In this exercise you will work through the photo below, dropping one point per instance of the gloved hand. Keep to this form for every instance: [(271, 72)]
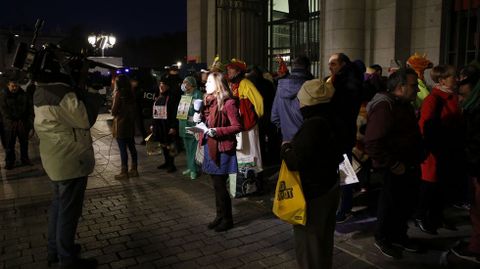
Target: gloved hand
[(212, 132), (197, 117)]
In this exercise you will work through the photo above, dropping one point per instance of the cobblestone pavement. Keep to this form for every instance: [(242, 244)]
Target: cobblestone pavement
[(159, 221), (155, 221)]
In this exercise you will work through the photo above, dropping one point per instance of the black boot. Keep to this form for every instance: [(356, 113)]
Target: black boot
[(224, 225), (214, 223)]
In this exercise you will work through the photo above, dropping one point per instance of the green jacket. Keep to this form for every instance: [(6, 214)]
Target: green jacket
[(196, 94), (63, 128)]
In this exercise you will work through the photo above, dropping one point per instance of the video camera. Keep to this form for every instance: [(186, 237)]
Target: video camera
[(51, 63)]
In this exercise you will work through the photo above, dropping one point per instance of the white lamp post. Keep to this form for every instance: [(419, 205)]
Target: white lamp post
[(102, 42)]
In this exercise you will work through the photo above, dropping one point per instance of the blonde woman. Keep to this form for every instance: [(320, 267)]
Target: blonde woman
[(220, 114)]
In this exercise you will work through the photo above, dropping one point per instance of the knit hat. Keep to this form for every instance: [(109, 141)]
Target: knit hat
[(191, 80), (315, 91)]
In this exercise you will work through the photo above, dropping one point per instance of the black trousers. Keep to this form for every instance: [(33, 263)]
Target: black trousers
[(396, 204), (223, 201), (430, 203)]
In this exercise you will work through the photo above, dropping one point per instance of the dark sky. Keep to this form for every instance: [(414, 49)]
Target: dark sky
[(133, 18)]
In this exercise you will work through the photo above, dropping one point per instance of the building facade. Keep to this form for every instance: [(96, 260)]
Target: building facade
[(375, 31)]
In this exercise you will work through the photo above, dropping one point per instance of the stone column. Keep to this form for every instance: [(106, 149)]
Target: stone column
[(344, 29)]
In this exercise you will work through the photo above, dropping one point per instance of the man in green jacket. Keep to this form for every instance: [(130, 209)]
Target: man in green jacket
[(63, 118)]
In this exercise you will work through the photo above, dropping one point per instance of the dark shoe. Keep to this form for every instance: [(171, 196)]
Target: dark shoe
[(408, 245), (163, 166), (343, 218), (171, 169), (424, 227), (27, 162), (53, 258), (449, 225), (224, 226), (461, 251), (214, 223), (80, 264), (388, 250)]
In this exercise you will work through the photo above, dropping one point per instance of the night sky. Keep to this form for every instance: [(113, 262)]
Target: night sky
[(124, 19)]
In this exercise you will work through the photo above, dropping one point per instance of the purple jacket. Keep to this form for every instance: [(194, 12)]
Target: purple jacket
[(286, 108)]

———

▸ **YOUR TASK**
The data should be printed again unchanged; leave its pictures out.

▸ **EXPECTED ANSWER**
In this exercise you will work through the photo below, dropping one point per instance of the gloved hand. Keep to this form for every instance: [(271, 72)]
Target: gloved hand
[(212, 132), (197, 117)]
In this exercise you will work through the photo above, dropping one point per instance of the cobblestone pavement. Keep to this form for every instance: [(242, 244)]
Target: cobblestone pavement
[(159, 221), (155, 221)]
In this exercise you will work through the photo above, dropping one point per instance of the black boot. Keep to this form for every instance: [(356, 113)]
Target: black boot
[(224, 225), (214, 223)]
In this exercise you will work through the photo above, dropping one point per instance of the green jacket. Keep to this form for every instance: [(6, 214)]
Target: green jacket
[(196, 94), (63, 128)]
In this exercise you will work through the photo above, dropping one point per instance of the video camera. Keep to this form for every instance: [(186, 237)]
Target: video camera
[(51, 63)]
In this exercise you will work through the photo above, dropping one point per instance of the white lamp post. Keep to this form for every instance: [(419, 205)]
Target: white lamp post
[(102, 42)]
In this exercise you will work through the photo above, dropping one point per instance of the blonde woman. Keep to this form for every instance: [(320, 267)]
Target: blonde woman
[(220, 114)]
In this exercise you will work through the photo above, dropping one point per instance of the knit hat. Keep to this form for every instance: [(109, 141)]
Target: knit hat
[(191, 80), (315, 91)]
In this exercise you will work through the photo above, dropping one point per instance of the black trousers. Keep to this form for every instance: [(33, 263)]
Target: black trousers
[(396, 204), (223, 201), (430, 203)]
In this exercise you will work through the photo above, dropping one point per instance of the dark sky. Keep to this form for every instance: [(414, 49)]
Target: dark sky
[(133, 18)]
In this exercise you will work through the photo above, dropping one point per instance of the building facade. Keep to this form for every instance: [(96, 260)]
Target: building facade
[(375, 31)]
In this exercise you will work through the photo above, dropping one point per instance of the stone column. Keep to this form for every instance: [(106, 149)]
Target: stone column
[(344, 29)]
In this exercise you will work through the photo above, dropping one point per instance of the man in green jacket. Keep to this form for every instance: [(130, 209)]
Target: man in green jacket
[(63, 118)]
In this exercise you will work through the photo above, dropping one point per instance of the dark shoe. Keep to this form for every instance: [(171, 196)]
Target: dark shoe
[(408, 245), (163, 166), (343, 218), (171, 169), (424, 227), (27, 162), (53, 258), (449, 225), (224, 226), (461, 251), (214, 223), (80, 264), (388, 250)]
In this exercise you will work through the photo above, dropping one point per instance of the night sky. Keep to this form for every instance: [(113, 262)]
Target: night sky
[(124, 19)]
In this exercise you will work through the photo above, dropping one point per instance of the purple jacket. Keep to this form for every instance: [(194, 12)]
Target: purple jacket
[(286, 108)]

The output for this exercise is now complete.